▸ **Goal of the exercise**
Can the data below be set down again exactly, line for line?

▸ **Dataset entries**
--- --- ---

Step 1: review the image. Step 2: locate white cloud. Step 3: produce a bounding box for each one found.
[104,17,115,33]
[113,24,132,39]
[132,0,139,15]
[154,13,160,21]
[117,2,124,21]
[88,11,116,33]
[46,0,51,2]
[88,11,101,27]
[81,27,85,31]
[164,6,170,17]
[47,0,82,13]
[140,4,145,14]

--- --- ---

▸ **Response box**
Step 1: review the image. Step 2: locate white cloud. Step 3: produce a bounding box for each one found.
[104,17,115,33]
[113,24,132,39]
[132,0,139,15]
[154,13,160,21]
[117,2,124,21]
[88,11,116,33]
[46,0,51,2]
[88,11,101,27]
[81,27,85,31]
[164,6,170,17]
[47,0,82,13]
[140,4,145,14]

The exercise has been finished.